» **ASSIGNMENT**
Pick out every line in the records that contains the string "clicks", and copy each such line in full.

» **DATA PROVIDED**
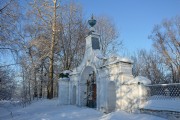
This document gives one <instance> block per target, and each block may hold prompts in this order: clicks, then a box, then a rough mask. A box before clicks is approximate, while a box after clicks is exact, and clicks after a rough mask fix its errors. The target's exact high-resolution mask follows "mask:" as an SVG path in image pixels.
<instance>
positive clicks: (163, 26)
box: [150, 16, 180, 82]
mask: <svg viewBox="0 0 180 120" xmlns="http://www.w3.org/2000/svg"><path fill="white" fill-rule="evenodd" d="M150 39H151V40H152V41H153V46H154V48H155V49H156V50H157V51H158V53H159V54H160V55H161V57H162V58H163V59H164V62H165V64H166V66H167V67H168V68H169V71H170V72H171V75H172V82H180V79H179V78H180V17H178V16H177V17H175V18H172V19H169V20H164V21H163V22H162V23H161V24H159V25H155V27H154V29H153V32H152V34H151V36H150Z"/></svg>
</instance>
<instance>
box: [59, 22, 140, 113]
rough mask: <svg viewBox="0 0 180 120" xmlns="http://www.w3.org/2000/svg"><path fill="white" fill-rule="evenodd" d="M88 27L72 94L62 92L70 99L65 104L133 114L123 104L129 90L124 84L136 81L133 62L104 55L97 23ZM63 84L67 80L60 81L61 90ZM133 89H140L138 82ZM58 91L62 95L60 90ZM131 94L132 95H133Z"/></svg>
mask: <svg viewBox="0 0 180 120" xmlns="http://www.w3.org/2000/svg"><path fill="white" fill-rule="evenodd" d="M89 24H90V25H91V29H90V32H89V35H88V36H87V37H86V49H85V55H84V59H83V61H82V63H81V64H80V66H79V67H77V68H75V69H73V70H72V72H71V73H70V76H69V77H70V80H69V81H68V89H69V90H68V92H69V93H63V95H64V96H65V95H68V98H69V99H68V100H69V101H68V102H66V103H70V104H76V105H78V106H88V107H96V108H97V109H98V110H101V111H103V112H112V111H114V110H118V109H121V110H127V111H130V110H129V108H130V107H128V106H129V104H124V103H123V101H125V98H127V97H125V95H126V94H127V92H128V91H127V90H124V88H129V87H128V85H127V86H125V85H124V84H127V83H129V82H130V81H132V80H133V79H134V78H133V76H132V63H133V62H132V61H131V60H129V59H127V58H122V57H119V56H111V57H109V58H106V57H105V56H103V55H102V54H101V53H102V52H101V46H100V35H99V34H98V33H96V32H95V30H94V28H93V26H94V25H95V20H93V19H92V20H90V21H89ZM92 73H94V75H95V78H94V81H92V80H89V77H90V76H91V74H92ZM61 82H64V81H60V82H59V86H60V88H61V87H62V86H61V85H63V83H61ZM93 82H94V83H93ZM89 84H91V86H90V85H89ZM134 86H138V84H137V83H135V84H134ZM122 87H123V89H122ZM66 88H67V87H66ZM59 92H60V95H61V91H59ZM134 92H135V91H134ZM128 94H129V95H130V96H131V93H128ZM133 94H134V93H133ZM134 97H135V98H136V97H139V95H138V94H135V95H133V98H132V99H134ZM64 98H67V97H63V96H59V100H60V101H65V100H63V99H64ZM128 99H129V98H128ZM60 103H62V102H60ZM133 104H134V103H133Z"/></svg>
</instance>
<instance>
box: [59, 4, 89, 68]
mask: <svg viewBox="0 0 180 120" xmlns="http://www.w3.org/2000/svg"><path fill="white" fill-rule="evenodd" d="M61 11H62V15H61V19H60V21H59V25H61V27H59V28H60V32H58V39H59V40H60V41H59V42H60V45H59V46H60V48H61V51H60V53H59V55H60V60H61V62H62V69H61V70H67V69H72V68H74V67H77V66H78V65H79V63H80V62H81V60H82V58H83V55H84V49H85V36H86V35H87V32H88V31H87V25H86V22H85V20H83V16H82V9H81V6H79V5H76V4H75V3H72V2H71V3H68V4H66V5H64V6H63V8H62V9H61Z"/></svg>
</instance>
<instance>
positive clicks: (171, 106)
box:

» **RESULT OF THE EXERCISE**
This document gives one <instance> block per target, and each block may hold prompts in this order: clicks, then a box, then a rough mask. A box before clicks is approximate, while a box after clicks is exact, and clicks after a rough mask fix its errors. The target's exact high-resolution mask follows "mask:" as an SVG path in image pixels.
positive clicks: (163, 26)
positive clicks: (171, 106)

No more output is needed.